▸ **The request**: Pick out and copy every line in the entries below that contains the word "sheet". Uppercase and lowercase must match.

=-=-=

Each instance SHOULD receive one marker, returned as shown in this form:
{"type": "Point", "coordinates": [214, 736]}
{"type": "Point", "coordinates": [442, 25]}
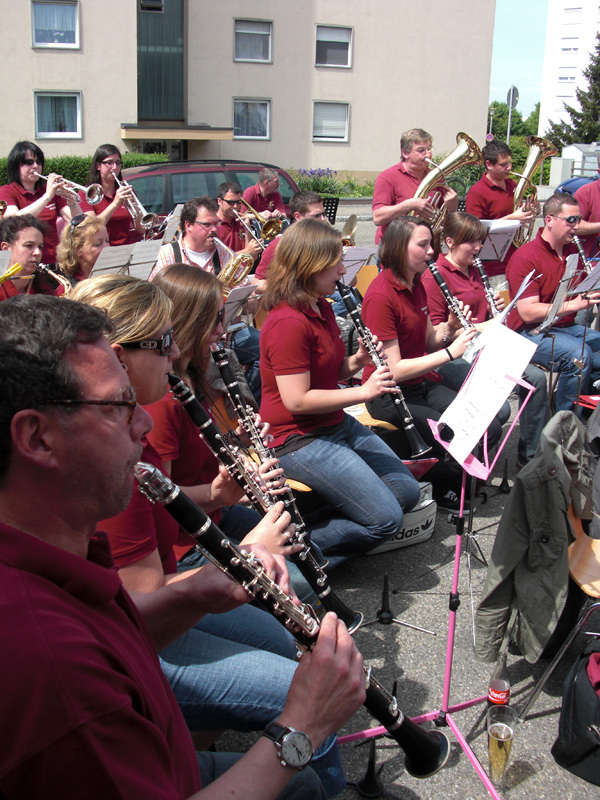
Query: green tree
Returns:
{"type": "Point", "coordinates": [585, 124]}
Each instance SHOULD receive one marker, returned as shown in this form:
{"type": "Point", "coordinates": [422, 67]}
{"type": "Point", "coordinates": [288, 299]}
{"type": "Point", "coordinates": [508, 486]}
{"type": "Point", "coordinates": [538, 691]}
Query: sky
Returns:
{"type": "Point", "coordinates": [518, 54]}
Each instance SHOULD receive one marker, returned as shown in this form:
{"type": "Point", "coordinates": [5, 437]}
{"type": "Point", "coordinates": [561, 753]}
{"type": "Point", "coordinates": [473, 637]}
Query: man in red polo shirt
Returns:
{"type": "Point", "coordinates": [492, 197]}
{"type": "Point", "coordinates": [98, 718]}
{"type": "Point", "coordinates": [264, 197]}
{"type": "Point", "coordinates": [547, 255]}
{"type": "Point", "coordinates": [395, 187]}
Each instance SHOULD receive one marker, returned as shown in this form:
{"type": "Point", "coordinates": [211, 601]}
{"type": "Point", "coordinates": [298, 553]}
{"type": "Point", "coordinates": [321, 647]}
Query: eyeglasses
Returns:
{"type": "Point", "coordinates": [130, 403]}
{"type": "Point", "coordinates": [570, 220]}
{"type": "Point", "coordinates": [163, 345]}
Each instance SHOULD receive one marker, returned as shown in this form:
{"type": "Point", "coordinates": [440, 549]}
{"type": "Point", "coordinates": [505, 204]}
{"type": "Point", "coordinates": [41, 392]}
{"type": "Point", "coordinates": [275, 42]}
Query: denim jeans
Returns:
{"type": "Point", "coordinates": [364, 482]}
{"type": "Point", "coordinates": [234, 670]}
{"type": "Point", "coordinates": [568, 346]}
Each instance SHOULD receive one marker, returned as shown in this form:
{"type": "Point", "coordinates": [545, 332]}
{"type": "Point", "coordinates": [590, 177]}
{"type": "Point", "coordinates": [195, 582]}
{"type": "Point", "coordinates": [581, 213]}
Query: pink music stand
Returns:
{"type": "Point", "coordinates": [443, 716]}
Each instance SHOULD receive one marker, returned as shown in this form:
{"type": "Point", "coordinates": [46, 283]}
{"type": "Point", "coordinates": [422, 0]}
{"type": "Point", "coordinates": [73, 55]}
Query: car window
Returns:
{"type": "Point", "coordinates": [194, 184]}
{"type": "Point", "coordinates": [149, 191]}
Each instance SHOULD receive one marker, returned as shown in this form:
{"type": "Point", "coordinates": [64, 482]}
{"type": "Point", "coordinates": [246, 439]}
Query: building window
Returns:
{"type": "Point", "coordinates": [251, 119]}
{"type": "Point", "coordinates": [330, 122]}
{"type": "Point", "coordinates": [252, 40]}
{"type": "Point", "coordinates": [57, 115]}
{"type": "Point", "coordinates": [334, 46]}
{"type": "Point", "coordinates": [55, 24]}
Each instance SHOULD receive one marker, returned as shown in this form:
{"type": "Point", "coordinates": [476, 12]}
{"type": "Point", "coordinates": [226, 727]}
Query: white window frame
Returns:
{"type": "Point", "coordinates": [260, 100]}
{"type": "Point", "coordinates": [242, 20]}
{"type": "Point", "coordinates": [338, 139]}
{"type": "Point", "coordinates": [78, 134]}
{"type": "Point", "coordinates": [55, 45]}
{"type": "Point", "coordinates": [350, 42]}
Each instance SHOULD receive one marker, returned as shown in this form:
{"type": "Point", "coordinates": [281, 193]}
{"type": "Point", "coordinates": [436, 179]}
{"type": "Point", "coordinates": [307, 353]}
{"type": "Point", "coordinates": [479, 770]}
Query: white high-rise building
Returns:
{"type": "Point", "coordinates": [570, 40]}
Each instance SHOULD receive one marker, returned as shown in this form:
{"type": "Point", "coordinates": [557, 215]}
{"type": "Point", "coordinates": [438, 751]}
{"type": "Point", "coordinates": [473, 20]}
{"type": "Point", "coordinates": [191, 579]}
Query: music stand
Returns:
{"type": "Point", "coordinates": [444, 716]}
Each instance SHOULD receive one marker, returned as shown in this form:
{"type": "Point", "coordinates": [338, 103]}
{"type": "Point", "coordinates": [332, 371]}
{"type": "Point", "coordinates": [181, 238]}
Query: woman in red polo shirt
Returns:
{"type": "Point", "coordinates": [302, 362]}
{"type": "Point", "coordinates": [26, 193]}
{"type": "Point", "coordinates": [395, 309]}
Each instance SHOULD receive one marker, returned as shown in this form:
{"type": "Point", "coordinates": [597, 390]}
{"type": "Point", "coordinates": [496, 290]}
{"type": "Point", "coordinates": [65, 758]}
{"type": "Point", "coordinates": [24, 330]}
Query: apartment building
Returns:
{"type": "Point", "coordinates": [329, 83]}
{"type": "Point", "coordinates": [570, 40]}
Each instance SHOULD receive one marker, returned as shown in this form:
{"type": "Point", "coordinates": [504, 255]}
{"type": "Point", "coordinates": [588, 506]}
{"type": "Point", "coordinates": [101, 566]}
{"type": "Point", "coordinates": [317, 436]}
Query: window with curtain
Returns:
{"type": "Point", "coordinates": [333, 46]}
{"type": "Point", "coordinates": [252, 40]}
{"type": "Point", "coordinates": [251, 119]}
{"type": "Point", "coordinates": [55, 24]}
{"type": "Point", "coordinates": [330, 121]}
{"type": "Point", "coordinates": [57, 115]}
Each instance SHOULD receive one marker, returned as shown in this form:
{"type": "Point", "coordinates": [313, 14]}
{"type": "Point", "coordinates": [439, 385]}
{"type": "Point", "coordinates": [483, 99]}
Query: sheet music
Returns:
{"type": "Point", "coordinates": [500, 235]}
{"type": "Point", "coordinates": [503, 359]}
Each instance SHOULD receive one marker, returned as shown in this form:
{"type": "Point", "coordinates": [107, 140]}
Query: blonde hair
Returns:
{"type": "Point", "coordinates": [137, 309]}
{"type": "Point", "coordinates": [73, 238]}
{"type": "Point", "coordinates": [308, 247]}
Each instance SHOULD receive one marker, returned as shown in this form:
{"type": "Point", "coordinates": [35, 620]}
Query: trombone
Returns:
{"type": "Point", "coordinates": [69, 190]}
{"type": "Point", "coordinates": [135, 208]}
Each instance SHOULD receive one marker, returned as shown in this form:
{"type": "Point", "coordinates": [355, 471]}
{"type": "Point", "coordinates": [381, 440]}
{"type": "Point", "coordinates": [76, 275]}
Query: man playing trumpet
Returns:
{"type": "Point", "coordinates": [395, 187]}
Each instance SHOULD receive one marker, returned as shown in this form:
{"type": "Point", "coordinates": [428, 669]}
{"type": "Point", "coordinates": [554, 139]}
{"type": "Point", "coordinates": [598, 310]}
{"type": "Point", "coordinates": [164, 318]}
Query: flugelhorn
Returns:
{"type": "Point", "coordinates": [539, 149]}
{"type": "Point", "coordinates": [70, 190]}
{"type": "Point", "coordinates": [135, 207]}
{"type": "Point", "coordinates": [269, 228]}
{"type": "Point", "coordinates": [466, 152]}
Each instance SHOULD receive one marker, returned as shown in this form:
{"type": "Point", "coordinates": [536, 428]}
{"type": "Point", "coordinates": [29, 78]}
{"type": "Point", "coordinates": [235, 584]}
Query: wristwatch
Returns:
{"type": "Point", "coordinates": [294, 748]}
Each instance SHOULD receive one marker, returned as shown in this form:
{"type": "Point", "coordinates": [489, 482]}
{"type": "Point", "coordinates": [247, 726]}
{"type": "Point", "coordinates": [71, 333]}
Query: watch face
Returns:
{"type": "Point", "coordinates": [296, 749]}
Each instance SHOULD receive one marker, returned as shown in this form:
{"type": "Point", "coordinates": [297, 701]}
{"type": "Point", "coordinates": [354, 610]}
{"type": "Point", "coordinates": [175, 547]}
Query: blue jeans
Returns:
{"type": "Point", "coordinates": [363, 481]}
{"type": "Point", "coordinates": [567, 346]}
{"type": "Point", "coordinates": [234, 670]}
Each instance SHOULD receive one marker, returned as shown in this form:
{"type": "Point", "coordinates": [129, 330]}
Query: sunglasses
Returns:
{"type": "Point", "coordinates": [163, 345]}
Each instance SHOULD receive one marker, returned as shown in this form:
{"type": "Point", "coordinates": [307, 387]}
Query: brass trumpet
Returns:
{"type": "Point", "coordinates": [270, 228]}
{"type": "Point", "coordinates": [70, 190]}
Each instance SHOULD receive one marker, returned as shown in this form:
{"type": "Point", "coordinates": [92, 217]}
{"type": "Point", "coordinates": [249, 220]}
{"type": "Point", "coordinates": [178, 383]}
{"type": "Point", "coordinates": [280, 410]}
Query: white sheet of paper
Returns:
{"type": "Point", "coordinates": [503, 358]}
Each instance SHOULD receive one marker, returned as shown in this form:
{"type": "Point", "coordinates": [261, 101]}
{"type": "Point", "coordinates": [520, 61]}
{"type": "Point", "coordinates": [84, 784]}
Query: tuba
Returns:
{"type": "Point", "coordinates": [465, 152]}
{"type": "Point", "coordinates": [539, 149]}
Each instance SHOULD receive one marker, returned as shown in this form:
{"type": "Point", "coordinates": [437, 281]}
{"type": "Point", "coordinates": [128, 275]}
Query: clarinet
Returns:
{"type": "Point", "coordinates": [426, 751]}
{"type": "Point", "coordinates": [495, 311]}
{"type": "Point", "coordinates": [306, 560]}
{"type": "Point", "coordinates": [417, 445]}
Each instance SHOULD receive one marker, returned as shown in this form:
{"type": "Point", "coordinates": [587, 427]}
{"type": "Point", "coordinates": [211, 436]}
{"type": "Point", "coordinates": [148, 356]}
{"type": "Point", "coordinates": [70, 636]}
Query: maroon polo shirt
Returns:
{"type": "Point", "coordinates": [394, 185]}
{"type": "Point", "coordinates": [588, 197]}
{"type": "Point", "coordinates": [15, 195]}
{"type": "Point", "coordinates": [468, 288]}
{"type": "Point", "coordinates": [99, 717]}
{"type": "Point", "coordinates": [538, 255]}
{"type": "Point", "coordinates": [392, 311]}
{"type": "Point", "coordinates": [274, 202]}
{"type": "Point", "coordinates": [294, 341]}
{"type": "Point", "coordinates": [485, 200]}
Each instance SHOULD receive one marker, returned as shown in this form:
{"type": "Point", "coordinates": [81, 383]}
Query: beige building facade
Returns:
{"type": "Point", "coordinates": [305, 84]}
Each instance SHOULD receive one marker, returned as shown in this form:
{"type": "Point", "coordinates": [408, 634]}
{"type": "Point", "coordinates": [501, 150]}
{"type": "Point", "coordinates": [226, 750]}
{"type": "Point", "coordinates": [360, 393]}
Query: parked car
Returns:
{"type": "Point", "coordinates": [160, 187]}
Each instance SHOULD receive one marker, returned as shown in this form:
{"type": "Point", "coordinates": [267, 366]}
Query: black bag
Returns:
{"type": "Point", "coordinates": [577, 747]}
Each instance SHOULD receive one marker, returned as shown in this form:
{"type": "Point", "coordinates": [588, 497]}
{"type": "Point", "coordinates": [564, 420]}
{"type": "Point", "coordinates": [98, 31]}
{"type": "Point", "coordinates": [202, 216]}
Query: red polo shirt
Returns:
{"type": "Point", "coordinates": [392, 186]}
{"type": "Point", "coordinates": [588, 197]}
{"type": "Point", "coordinates": [392, 311]}
{"type": "Point", "coordinates": [468, 288]}
{"type": "Point", "coordinates": [293, 341]}
{"type": "Point", "coordinates": [274, 202]}
{"type": "Point", "coordinates": [485, 200]}
{"type": "Point", "coordinates": [15, 195]}
{"type": "Point", "coordinates": [538, 255]}
{"type": "Point", "coordinates": [98, 708]}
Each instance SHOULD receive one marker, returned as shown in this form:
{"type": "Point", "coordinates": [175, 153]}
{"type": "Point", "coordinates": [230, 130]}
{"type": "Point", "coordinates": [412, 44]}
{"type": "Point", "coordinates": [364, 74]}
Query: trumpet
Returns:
{"type": "Point", "coordinates": [70, 190]}
{"type": "Point", "coordinates": [135, 208]}
{"type": "Point", "coordinates": [270, 228]}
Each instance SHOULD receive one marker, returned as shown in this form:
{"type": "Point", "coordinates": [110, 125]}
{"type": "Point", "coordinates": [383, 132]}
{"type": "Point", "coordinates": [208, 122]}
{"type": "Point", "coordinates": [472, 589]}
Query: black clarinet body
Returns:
{"type": "Point", "coordinates": [306, 559]}
{"type": "Point", "coordinates": [426, 751]}
{"type": "Point", "coordinates": [417, 445]}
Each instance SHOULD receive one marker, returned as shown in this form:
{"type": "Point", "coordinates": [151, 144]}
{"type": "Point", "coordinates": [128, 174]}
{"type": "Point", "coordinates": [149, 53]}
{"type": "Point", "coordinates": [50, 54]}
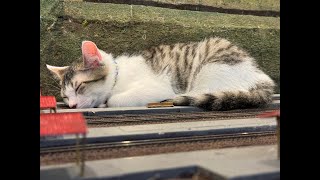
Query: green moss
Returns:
{"type": "Point", "coordinates": [231, 4]}
{"type": "Point", "coordinates": [115, 31]}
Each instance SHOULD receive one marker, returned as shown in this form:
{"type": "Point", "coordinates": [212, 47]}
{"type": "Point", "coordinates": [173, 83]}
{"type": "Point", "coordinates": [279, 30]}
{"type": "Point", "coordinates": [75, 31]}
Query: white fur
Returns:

=-=-=

▸ **Response to the task**:
Query: sheet music
Query: white sheet of paper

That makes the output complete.